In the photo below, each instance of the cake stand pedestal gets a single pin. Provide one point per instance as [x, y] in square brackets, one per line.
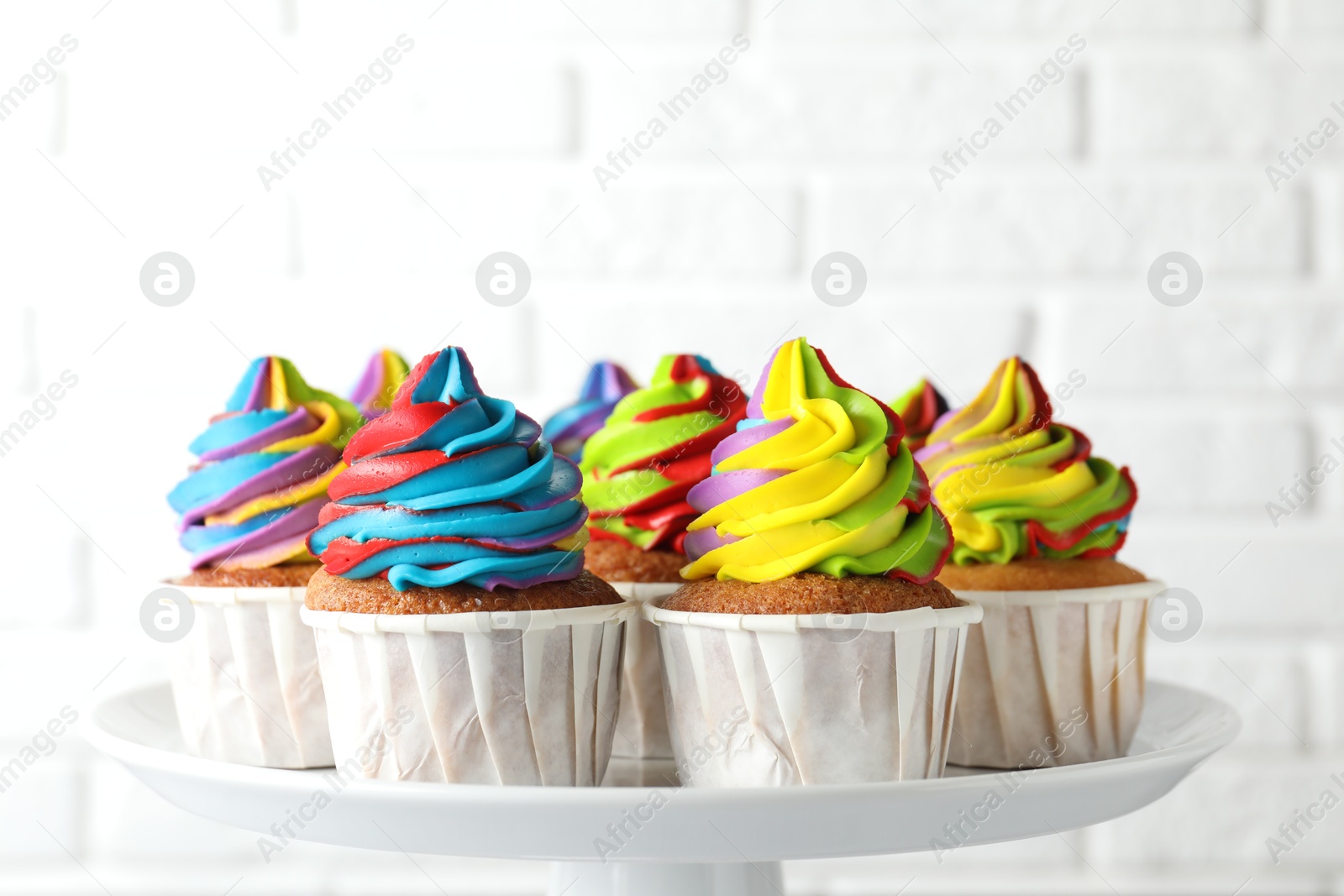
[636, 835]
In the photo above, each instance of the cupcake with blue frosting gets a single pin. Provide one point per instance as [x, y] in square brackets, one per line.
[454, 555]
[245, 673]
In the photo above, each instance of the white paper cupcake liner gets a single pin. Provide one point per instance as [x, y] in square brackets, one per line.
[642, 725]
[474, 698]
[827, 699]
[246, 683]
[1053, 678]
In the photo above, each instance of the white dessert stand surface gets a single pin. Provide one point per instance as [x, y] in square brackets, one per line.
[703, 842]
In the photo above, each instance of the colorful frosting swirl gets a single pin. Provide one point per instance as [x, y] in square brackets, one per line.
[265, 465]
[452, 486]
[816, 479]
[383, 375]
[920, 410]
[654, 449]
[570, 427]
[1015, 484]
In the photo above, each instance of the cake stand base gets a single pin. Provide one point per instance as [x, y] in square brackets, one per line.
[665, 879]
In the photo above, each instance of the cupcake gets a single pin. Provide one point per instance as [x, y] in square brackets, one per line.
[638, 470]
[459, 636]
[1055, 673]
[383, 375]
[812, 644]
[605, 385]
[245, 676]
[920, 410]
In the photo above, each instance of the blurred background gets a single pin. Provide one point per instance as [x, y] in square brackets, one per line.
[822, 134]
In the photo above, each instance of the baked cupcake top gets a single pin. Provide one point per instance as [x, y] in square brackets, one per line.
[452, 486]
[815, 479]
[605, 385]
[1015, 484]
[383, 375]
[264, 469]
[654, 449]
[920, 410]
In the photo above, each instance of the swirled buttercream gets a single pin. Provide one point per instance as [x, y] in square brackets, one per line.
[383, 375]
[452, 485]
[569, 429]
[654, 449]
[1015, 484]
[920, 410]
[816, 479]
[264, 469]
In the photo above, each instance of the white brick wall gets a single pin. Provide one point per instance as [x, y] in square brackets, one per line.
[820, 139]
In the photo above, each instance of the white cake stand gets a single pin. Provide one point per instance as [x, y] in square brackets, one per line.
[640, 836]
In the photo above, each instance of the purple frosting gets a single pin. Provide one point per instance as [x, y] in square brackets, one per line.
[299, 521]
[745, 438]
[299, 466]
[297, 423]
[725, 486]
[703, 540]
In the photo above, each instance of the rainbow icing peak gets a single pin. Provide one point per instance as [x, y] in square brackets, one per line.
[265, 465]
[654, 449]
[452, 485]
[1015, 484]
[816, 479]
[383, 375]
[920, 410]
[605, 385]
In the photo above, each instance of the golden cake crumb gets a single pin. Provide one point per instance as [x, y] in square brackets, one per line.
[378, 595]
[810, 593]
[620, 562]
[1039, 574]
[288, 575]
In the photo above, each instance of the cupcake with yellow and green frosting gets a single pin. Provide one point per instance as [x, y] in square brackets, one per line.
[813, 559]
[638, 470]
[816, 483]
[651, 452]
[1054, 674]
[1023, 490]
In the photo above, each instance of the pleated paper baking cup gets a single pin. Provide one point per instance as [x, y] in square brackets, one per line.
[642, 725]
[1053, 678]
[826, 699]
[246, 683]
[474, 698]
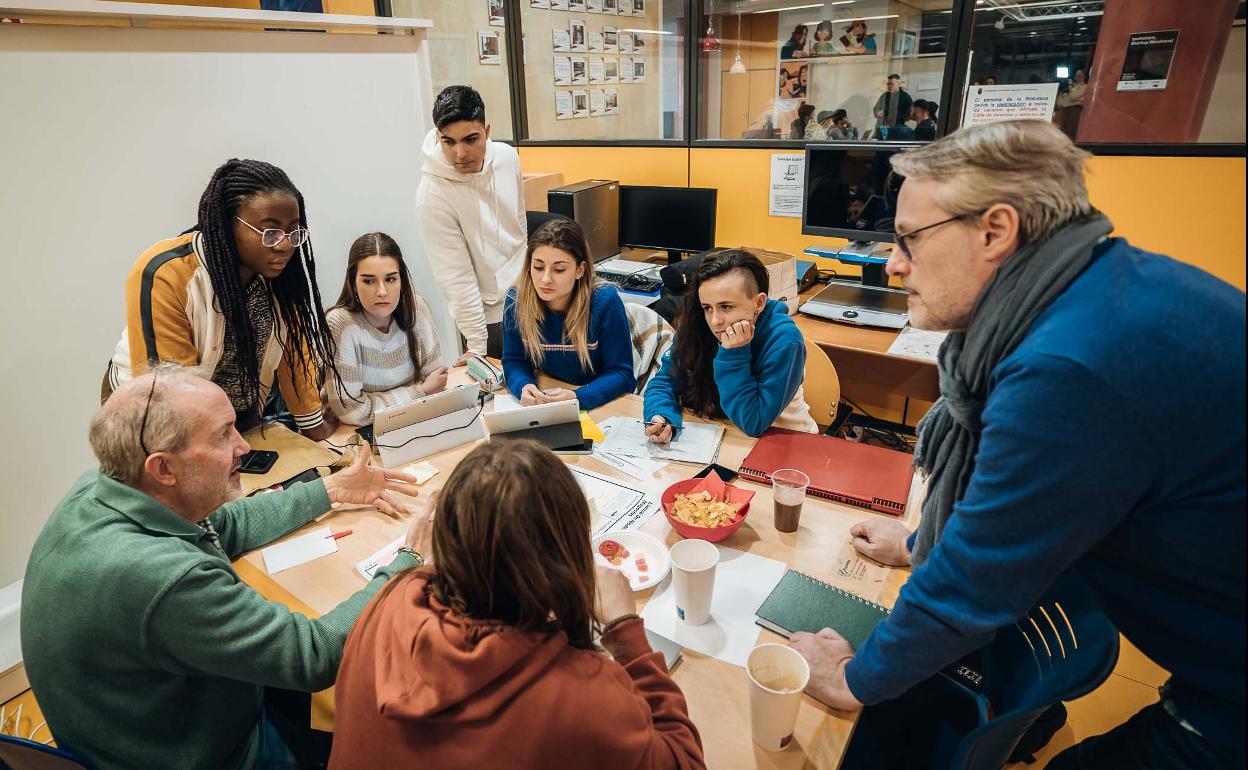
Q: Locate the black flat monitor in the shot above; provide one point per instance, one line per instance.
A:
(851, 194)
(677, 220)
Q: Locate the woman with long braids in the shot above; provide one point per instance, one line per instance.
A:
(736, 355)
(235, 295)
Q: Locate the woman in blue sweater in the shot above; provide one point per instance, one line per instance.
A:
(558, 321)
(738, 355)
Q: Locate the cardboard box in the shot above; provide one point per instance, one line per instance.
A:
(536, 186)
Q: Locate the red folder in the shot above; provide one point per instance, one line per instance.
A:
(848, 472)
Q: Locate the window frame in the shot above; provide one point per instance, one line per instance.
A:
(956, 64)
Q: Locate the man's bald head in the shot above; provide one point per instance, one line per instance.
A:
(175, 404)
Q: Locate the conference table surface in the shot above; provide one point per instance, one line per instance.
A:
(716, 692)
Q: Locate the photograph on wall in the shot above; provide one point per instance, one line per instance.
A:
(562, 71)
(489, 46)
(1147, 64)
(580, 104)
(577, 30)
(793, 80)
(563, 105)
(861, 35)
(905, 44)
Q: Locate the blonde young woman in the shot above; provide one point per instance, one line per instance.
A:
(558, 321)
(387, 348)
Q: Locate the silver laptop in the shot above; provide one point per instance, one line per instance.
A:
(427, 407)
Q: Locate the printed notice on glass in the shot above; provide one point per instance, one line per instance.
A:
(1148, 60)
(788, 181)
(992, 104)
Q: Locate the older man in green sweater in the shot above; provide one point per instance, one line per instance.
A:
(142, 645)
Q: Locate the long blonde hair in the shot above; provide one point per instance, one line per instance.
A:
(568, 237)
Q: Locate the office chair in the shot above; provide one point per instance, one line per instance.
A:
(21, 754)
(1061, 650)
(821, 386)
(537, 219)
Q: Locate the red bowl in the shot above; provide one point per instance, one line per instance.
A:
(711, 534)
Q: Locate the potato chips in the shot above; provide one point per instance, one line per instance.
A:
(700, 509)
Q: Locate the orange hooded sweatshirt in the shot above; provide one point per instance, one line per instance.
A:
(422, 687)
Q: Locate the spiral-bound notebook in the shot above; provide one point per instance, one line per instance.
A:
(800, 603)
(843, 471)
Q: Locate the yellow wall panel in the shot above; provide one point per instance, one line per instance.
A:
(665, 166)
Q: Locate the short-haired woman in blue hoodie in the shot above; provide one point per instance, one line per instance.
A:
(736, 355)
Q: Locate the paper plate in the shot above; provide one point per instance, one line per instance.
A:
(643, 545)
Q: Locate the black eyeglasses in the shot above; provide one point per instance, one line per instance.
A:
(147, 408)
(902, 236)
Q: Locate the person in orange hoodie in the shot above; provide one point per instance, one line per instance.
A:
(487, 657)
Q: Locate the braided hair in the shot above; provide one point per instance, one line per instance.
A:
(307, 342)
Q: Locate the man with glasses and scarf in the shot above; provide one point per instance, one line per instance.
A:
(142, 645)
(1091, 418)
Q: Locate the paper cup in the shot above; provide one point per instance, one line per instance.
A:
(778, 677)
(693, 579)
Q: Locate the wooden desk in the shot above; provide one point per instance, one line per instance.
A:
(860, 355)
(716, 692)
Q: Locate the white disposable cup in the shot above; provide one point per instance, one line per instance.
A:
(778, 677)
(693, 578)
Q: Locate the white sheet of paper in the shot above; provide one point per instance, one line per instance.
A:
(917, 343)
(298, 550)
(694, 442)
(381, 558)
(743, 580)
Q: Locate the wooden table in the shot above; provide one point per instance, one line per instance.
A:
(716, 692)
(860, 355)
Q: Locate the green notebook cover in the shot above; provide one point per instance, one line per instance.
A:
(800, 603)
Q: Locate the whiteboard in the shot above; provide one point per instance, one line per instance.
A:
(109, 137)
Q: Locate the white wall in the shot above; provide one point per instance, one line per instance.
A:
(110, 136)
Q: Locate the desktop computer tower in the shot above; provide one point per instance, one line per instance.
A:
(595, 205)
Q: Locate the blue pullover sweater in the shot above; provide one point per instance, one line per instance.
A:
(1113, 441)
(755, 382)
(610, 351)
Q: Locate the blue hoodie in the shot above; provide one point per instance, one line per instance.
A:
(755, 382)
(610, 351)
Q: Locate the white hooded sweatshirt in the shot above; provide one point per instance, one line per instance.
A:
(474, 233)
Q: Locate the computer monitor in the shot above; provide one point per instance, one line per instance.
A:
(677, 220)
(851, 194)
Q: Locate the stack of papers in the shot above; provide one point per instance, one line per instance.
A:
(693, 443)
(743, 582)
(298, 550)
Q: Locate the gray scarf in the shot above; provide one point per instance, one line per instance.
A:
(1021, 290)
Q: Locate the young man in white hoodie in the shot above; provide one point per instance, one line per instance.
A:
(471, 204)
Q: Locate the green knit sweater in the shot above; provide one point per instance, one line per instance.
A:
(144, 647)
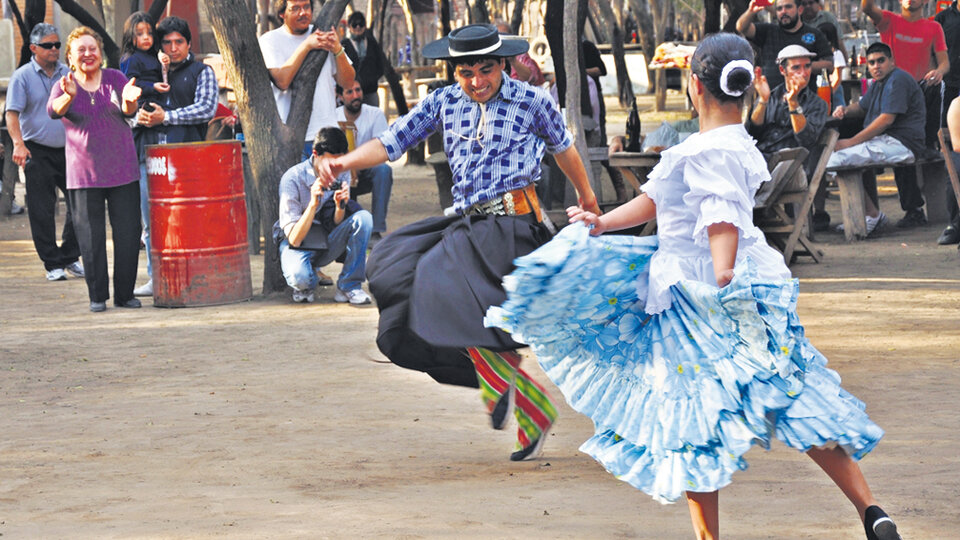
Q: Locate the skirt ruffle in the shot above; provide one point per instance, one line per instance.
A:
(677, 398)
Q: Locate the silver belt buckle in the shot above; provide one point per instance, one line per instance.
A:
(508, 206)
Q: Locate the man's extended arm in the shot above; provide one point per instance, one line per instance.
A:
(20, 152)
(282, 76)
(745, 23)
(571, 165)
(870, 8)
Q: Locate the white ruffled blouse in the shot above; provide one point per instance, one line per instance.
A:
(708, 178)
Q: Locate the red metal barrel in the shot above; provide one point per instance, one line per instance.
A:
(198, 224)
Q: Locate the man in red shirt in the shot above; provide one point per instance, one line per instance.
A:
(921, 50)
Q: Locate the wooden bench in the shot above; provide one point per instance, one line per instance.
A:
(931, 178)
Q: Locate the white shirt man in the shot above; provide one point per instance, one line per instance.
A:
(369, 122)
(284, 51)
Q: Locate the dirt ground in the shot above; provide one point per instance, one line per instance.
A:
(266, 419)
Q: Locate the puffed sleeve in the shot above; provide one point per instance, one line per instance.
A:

* Exercise
Pull out the lines above in which the word "table" appears.

* Answer below
Q: Locate the conference table surface in the shot above; provide one point per instance, one line per instance.
Q: Locate the wooden table in the shot above; provide one point per instance, one line per instance.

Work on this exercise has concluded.